Rewrite the rows from their first line through the line containing "box: [526, 690, 1075, 1657]", switching "rough mask" to "coarse mask" and leaving everything else unchanged.

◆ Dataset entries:
===============

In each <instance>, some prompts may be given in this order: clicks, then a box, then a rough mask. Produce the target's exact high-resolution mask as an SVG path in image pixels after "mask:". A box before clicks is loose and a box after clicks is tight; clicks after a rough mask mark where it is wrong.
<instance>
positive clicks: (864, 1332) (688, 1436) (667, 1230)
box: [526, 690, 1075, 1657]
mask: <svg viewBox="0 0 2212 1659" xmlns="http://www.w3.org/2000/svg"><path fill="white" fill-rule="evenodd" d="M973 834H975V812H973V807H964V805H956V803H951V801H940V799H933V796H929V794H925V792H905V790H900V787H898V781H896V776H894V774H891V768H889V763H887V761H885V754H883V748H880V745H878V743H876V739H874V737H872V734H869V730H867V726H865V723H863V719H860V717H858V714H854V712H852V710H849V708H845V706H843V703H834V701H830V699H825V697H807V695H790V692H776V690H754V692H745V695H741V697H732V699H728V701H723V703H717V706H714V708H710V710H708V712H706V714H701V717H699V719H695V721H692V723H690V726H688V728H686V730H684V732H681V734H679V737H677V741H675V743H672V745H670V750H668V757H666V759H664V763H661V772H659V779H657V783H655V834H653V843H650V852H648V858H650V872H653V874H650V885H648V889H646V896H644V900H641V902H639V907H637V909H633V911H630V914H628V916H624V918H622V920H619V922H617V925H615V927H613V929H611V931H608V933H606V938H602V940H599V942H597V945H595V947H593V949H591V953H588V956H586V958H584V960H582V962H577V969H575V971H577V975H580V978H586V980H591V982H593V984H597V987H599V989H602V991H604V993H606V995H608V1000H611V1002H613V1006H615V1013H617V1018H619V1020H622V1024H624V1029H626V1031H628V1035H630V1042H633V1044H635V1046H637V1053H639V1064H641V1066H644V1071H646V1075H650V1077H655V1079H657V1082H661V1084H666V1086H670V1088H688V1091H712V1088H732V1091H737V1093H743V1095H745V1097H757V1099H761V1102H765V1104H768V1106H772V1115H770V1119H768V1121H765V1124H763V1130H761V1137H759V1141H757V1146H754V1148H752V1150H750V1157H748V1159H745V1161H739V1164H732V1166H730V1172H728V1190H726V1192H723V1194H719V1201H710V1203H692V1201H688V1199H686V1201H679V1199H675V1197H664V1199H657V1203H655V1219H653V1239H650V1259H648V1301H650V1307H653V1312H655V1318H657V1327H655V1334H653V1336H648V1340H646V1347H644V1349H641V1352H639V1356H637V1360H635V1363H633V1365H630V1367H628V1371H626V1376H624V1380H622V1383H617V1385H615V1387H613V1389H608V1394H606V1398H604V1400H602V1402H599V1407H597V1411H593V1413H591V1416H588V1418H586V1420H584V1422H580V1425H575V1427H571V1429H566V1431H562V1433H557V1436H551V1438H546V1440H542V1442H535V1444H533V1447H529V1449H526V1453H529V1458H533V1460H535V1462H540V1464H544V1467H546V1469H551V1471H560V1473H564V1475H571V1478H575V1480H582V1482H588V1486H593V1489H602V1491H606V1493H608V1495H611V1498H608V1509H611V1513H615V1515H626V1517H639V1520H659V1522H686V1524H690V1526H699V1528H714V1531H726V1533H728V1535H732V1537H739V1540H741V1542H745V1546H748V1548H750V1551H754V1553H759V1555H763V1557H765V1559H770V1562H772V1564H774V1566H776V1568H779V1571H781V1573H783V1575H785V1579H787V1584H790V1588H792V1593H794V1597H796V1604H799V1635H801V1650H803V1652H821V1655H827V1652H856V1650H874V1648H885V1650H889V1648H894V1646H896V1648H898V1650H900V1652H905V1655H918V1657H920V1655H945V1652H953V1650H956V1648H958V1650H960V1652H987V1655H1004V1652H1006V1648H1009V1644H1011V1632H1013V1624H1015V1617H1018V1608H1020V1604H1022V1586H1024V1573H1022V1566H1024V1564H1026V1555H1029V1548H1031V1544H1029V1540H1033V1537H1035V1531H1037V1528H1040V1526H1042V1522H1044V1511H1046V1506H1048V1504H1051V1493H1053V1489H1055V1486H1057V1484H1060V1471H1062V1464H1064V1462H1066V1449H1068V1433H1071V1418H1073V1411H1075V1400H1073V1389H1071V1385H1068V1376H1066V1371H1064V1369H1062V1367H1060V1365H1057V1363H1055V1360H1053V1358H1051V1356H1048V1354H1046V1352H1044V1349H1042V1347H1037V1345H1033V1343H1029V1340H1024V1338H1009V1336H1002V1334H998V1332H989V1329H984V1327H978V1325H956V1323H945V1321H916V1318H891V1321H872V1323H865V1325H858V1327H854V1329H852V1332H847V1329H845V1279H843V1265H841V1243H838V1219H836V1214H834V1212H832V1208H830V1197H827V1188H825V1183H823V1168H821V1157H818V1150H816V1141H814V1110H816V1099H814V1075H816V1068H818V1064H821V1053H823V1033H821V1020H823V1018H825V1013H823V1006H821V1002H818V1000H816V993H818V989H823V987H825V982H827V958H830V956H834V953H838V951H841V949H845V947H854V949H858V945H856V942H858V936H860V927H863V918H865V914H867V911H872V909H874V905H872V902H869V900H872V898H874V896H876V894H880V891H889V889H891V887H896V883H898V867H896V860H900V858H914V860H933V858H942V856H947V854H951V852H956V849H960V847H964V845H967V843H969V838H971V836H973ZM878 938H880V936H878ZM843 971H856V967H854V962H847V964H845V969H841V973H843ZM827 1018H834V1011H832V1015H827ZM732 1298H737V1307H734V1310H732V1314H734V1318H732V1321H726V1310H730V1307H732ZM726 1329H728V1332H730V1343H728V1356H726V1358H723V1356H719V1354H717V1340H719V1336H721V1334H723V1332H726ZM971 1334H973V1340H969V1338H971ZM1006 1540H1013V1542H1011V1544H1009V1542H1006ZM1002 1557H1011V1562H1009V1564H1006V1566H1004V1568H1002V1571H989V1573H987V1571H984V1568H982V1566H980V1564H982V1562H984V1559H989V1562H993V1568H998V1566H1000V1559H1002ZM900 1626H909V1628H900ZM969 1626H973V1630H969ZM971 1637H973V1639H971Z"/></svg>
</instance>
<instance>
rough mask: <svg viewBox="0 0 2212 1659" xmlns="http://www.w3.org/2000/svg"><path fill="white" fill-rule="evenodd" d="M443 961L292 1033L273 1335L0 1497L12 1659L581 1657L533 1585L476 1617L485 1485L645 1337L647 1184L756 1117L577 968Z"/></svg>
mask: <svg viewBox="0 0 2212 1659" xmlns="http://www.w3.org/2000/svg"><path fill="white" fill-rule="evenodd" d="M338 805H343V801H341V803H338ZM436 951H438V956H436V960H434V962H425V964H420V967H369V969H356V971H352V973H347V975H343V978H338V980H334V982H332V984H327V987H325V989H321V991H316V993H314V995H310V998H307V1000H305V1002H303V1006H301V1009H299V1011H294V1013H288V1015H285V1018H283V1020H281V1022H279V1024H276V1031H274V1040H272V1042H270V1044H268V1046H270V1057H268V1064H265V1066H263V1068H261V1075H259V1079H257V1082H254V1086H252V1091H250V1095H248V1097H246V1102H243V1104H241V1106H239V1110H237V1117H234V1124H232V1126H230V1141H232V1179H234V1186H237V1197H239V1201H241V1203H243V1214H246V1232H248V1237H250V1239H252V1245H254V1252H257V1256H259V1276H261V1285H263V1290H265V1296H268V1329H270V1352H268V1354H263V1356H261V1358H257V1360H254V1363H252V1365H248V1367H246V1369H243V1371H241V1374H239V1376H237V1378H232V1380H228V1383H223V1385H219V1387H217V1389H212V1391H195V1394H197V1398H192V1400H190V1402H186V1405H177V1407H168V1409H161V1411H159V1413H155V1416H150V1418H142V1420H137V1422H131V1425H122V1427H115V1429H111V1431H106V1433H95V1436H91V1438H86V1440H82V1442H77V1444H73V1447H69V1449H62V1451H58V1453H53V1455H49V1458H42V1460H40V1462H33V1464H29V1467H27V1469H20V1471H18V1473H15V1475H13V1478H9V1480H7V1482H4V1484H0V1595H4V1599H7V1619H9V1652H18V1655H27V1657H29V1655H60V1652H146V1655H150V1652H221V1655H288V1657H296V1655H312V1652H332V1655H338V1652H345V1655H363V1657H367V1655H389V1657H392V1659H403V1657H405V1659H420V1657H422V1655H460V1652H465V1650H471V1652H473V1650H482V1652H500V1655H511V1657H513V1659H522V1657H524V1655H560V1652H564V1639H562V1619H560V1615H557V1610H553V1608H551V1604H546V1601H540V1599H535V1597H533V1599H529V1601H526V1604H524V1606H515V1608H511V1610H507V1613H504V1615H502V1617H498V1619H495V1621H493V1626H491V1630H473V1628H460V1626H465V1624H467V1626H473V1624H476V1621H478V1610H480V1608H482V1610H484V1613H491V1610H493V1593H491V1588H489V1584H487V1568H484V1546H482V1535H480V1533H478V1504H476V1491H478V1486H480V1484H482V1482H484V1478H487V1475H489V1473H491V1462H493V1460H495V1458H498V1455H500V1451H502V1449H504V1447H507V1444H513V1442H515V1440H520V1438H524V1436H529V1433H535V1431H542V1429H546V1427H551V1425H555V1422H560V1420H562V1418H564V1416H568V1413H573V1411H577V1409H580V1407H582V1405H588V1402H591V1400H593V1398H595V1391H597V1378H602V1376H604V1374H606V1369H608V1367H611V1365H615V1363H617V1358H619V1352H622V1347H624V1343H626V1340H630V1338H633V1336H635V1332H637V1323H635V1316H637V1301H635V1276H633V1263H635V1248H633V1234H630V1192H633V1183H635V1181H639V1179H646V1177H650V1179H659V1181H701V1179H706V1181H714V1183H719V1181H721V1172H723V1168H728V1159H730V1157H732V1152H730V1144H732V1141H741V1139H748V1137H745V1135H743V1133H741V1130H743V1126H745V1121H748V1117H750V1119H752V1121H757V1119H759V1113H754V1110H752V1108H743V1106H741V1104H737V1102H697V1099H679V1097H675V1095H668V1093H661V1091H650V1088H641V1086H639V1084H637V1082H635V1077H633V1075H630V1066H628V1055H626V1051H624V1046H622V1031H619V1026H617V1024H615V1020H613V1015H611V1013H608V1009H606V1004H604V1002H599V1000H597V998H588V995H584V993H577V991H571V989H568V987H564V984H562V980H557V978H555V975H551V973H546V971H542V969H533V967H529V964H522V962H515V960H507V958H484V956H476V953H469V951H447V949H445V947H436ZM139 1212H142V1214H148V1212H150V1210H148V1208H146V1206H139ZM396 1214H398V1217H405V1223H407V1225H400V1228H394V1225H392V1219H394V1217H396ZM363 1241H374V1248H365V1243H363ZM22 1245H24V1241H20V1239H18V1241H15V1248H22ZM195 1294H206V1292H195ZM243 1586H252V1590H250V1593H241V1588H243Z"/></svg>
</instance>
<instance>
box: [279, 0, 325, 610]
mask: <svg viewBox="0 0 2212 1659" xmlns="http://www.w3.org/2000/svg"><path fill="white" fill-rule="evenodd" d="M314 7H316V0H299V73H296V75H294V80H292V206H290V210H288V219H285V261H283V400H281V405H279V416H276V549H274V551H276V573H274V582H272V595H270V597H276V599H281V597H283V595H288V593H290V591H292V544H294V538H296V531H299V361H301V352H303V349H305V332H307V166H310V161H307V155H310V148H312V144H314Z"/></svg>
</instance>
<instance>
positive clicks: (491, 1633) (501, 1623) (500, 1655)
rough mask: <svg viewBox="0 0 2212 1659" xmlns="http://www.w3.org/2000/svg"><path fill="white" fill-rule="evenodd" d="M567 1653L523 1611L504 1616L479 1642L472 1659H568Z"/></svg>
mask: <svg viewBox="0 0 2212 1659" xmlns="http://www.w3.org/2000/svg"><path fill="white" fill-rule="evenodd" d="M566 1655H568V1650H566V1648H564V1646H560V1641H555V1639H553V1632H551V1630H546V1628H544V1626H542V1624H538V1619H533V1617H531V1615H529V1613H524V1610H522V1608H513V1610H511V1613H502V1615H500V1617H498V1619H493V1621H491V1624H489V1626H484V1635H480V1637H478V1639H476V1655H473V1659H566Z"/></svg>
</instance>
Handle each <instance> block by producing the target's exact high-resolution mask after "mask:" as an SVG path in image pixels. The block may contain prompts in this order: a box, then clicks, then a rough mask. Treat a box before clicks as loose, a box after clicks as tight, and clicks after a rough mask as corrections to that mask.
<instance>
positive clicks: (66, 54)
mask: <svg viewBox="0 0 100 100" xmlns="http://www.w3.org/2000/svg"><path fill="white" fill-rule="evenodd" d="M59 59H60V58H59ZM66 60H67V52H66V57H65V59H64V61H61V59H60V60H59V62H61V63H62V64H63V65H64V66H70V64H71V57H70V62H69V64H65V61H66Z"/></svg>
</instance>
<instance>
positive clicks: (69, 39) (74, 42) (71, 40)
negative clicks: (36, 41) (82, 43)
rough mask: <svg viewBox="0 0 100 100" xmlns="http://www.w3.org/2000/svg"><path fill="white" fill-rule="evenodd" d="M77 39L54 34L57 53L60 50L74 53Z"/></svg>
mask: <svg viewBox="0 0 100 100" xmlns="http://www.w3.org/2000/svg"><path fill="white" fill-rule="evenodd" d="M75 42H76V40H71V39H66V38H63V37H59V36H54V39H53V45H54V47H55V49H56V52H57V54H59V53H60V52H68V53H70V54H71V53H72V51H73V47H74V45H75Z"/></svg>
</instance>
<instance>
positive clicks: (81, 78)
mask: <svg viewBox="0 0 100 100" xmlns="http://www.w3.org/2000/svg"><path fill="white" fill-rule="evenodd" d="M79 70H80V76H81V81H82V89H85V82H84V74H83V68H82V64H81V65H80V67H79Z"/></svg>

===============

◆ Result of this task:
In each <instance>, some prompts may be given in this order: clicks, then a box, then a coarse mask. Produce the target's exact high-resolution mask as an SVG path in image pixels after "mask:". A box before clicks is loose and a box after clicks is tight; clicks after a coarse mask mark where it is wrong.
<instance>
positive clicks: (864, 1332) (688, 1436) (667, 1230)
box: [526, 690, 1075, 1657]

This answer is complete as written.